◆ DIRECTIONS
A. According to the episode review, which people are able to leave the Village?
B. Retype the stretch of the episode review from "Particularly in regards" through "for the children.".
C. Decide whether each statement agrees with the episode review, and answer yes or no, quoting the words that decide it: (i) 1112 was born in the Village. (ii) The man in charge of the keycards is the same man from the map shop. (iii) The review states that the New York flashbacks are memories of the past.

In this episode, both Two and Six experience time outside themselves, while 1112 learns more about himself than any of us realized. And if what he learns is anything close to the truth, it can do a lot to explain much of what has happened, and how the Village can be as comprehensive as it appears to be.

Particularly in regards to the children. If 1112's mother is the orchestrator of the Village, if it is her dream-state that gives it life, we've got a convenient explanation for the sudden appearance of the holes last episode, and again in this one, and we have an explanation for the children.

She told 1112 that the only people who can exist outside of the Village are those people who exist outside the Village. In other words people, like Six and Two and all the other dreamers, who were brought to the Village are able to leave. People who were born there, like 1112, are unable to do so.

Perhaps 1112's mother is infertile, or his father. Perhaps the Village was the only way they could even conceive a child. Does that mean the legacy of Twos we learned about in "school" in a prior episode was a lie. Should we be surprised if it was.

Two's walkabout as "UnTwo" was reminiscent of when rulers of olden times would disguise themselves and walk about their kingdoms as lowly peasants so as to understand the experiences of their subjects, or just to escape the rigors of rule. Two's walkabout seemed to serve both that purpose and afford him a reason to be absent when 1112 awakened his mother.

As for the flashbacks to New York, it now looks as if they may be flashforwards of some sort, as the exchange Six/Michael has with the man in charge of the keycards (the same man from the map shop) is a memory trigger of their encounter in the Village. A trigger that both seem to remember.

Or they're something else entirely, and the people in the Village are both existent in the real world as well as the Village. How can Michael look out a window in Summakor and see himself in the Village? Is it not a window at all? Only one way to find out.

I'll see you here shortly to see if they were able to pull all of this together cohesively.

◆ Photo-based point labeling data
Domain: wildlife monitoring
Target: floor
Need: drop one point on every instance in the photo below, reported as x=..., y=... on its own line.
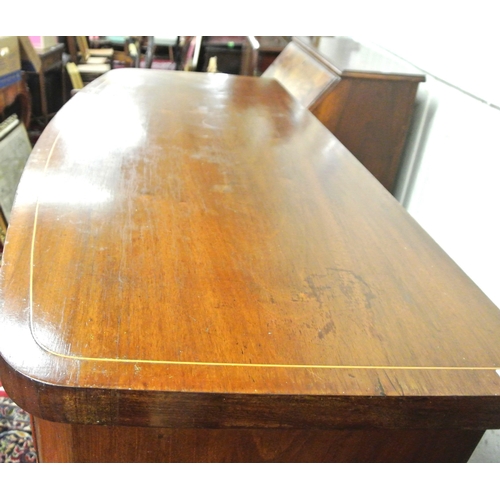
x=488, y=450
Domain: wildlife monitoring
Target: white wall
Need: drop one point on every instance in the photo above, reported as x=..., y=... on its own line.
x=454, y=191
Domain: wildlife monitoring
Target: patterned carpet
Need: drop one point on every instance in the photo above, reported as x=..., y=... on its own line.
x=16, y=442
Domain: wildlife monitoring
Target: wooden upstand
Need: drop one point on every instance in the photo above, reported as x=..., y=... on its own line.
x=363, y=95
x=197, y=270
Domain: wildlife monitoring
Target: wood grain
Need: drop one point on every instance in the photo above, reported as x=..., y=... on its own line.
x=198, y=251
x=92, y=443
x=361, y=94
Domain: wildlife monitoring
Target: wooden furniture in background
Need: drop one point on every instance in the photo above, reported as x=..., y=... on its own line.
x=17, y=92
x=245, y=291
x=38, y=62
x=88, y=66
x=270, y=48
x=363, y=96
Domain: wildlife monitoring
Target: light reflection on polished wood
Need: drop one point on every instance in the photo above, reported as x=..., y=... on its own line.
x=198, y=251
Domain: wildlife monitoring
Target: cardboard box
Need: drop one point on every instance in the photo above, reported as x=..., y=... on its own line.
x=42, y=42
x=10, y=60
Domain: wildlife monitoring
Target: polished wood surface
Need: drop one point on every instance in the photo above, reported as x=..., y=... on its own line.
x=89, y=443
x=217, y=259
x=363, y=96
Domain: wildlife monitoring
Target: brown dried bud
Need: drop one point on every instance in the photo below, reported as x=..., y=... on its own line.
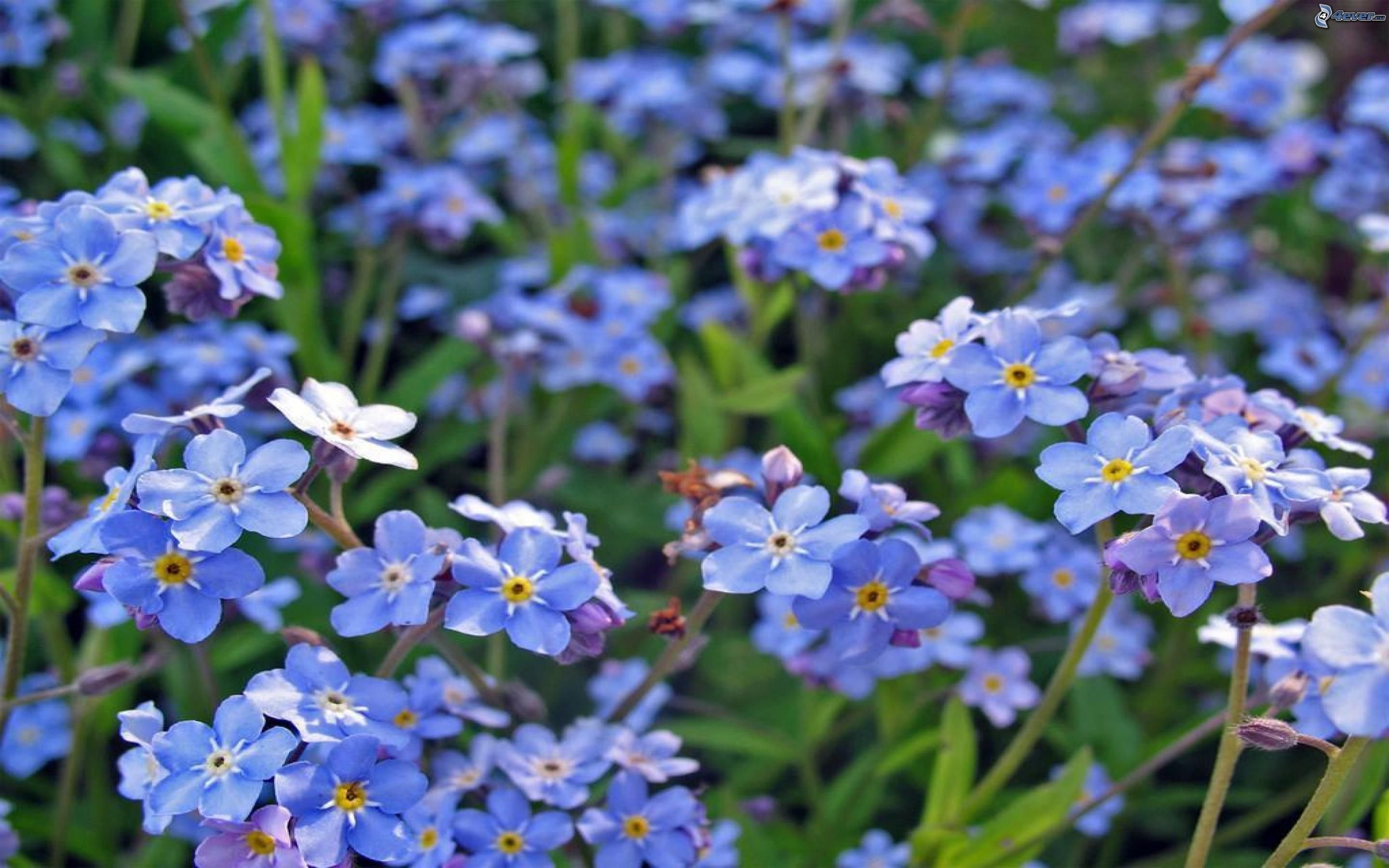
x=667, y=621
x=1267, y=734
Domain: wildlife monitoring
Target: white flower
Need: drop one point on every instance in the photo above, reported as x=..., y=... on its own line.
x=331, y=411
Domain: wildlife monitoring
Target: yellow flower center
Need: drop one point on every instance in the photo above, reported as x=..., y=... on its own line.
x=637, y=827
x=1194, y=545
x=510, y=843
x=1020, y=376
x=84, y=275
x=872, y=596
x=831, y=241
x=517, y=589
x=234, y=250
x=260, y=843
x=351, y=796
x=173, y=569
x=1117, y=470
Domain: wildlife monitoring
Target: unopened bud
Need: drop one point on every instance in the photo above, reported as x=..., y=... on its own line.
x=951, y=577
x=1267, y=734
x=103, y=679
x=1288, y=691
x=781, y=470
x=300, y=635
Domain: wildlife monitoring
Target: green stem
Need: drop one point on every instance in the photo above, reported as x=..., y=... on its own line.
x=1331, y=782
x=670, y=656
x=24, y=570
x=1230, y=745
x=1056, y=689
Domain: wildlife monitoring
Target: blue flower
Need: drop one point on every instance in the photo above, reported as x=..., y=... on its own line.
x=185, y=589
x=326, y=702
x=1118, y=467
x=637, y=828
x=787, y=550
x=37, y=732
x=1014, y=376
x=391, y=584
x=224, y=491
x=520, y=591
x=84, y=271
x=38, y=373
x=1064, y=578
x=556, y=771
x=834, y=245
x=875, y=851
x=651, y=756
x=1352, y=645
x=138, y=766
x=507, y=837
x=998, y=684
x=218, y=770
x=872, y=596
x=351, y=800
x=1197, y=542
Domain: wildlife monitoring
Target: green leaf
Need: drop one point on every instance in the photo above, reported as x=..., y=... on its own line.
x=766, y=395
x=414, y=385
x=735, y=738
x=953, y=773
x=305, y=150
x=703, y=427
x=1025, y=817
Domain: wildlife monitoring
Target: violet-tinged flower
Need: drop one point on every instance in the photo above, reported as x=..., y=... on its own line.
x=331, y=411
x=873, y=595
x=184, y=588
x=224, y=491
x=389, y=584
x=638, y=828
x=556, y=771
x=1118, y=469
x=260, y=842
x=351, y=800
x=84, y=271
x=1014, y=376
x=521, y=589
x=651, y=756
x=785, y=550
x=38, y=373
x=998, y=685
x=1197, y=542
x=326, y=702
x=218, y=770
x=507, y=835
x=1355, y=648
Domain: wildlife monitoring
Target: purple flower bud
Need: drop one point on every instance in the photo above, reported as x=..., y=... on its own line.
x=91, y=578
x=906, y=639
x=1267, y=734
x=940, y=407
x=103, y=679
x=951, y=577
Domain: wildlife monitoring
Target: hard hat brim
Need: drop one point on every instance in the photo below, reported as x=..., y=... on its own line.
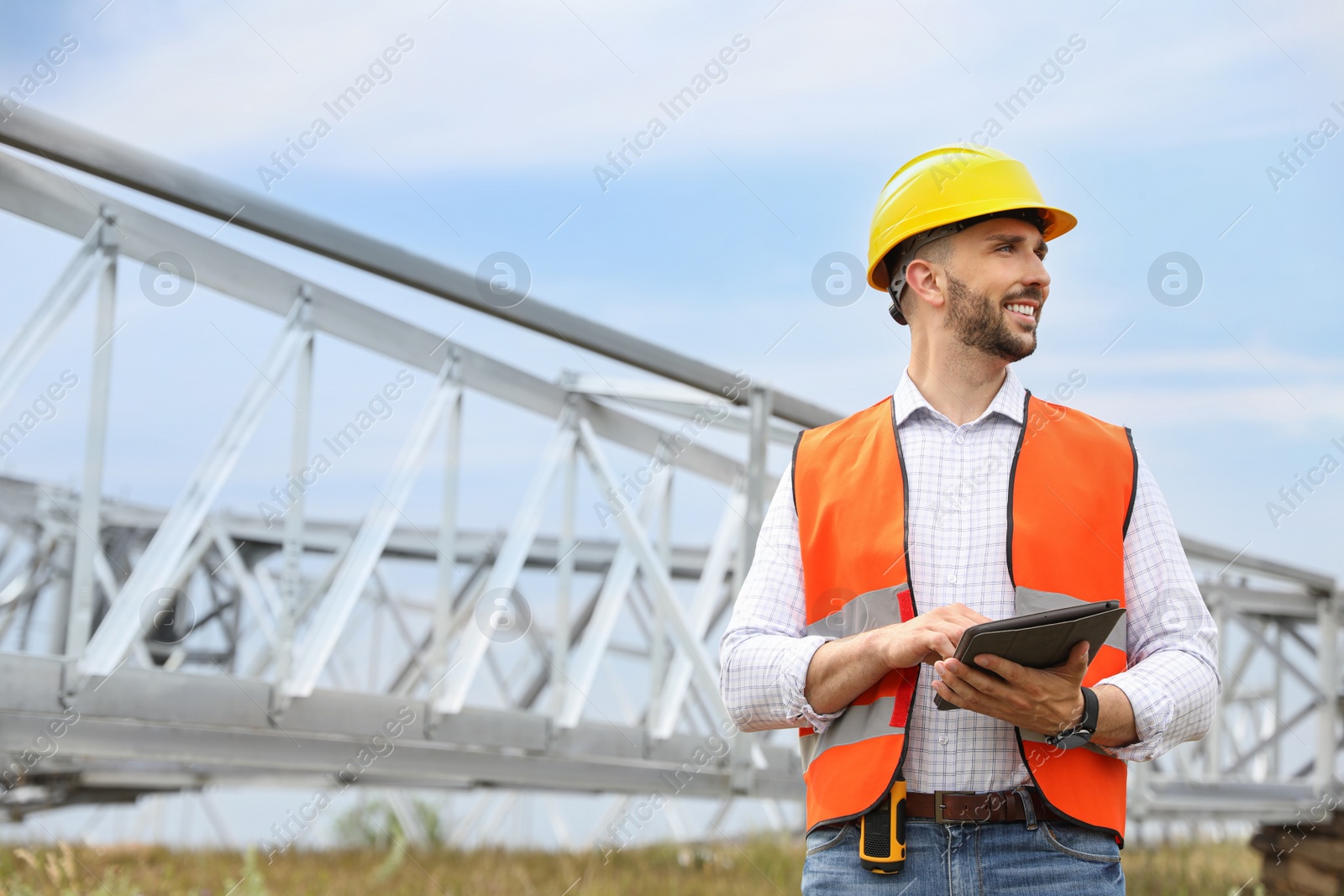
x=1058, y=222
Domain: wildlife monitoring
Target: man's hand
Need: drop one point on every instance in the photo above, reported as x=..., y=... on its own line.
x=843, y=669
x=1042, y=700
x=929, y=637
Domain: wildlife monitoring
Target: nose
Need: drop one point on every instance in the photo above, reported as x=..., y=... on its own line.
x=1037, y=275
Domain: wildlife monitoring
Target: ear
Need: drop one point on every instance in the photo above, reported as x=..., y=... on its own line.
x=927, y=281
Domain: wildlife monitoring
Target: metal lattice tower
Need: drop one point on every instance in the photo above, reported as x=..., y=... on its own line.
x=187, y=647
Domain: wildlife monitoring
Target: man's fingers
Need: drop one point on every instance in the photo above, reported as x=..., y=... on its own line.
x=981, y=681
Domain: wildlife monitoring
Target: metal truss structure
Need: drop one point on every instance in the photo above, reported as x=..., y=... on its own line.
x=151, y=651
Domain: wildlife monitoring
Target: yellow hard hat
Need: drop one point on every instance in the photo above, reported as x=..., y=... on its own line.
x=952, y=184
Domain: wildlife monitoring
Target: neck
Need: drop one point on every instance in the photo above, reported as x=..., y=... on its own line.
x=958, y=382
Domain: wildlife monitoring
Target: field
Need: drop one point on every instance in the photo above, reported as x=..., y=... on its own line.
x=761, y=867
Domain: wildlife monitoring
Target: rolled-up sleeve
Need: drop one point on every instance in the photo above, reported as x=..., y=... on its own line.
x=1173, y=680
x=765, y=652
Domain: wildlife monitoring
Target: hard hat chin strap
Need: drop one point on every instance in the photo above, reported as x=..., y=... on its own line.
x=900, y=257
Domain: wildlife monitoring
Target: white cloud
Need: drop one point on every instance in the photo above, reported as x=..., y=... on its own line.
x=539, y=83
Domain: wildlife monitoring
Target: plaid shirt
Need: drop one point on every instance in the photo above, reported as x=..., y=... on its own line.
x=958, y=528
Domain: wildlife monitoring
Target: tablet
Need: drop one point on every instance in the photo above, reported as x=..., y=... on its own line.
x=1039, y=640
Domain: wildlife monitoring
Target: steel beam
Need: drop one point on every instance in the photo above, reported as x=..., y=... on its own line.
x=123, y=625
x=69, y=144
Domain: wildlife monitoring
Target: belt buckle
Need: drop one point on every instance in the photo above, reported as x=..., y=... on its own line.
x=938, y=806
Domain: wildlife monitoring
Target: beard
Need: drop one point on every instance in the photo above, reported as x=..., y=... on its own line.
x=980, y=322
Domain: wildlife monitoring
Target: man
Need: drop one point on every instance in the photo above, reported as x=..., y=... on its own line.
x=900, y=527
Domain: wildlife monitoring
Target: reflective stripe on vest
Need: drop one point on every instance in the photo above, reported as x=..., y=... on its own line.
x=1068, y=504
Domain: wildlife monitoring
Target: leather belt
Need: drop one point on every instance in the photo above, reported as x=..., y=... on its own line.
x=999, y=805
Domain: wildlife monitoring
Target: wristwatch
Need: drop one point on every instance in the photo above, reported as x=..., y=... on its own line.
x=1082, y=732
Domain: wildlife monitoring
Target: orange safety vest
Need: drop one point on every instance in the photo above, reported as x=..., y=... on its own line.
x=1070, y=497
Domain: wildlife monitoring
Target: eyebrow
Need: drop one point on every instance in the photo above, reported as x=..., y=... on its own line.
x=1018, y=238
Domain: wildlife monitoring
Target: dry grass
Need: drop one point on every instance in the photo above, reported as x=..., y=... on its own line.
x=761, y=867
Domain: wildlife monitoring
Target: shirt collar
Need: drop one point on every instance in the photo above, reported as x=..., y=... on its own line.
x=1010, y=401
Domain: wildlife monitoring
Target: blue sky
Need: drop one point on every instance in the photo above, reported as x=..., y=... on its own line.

◆ IN RESPONSE
A. People who were brought to the Village, like Six, Two and the other dreamers, are able to leave.

B.
Particularly in regards to the children. If 1112's mother is the orchestrator of the Village, if it is her dream-state that gives it life, we've got a convenient explanation for the sudden appearance of the holes last episode, and again in this one, and we have an explanation for the children.

C.
(i) Yes: "People who were born there, like 1112, are unable to do so."
(ii) Yes: "the man in charge of the keycards (the same man from the map shop)"
(iii) No: "it now looks as if they may be flashforwards of some sort"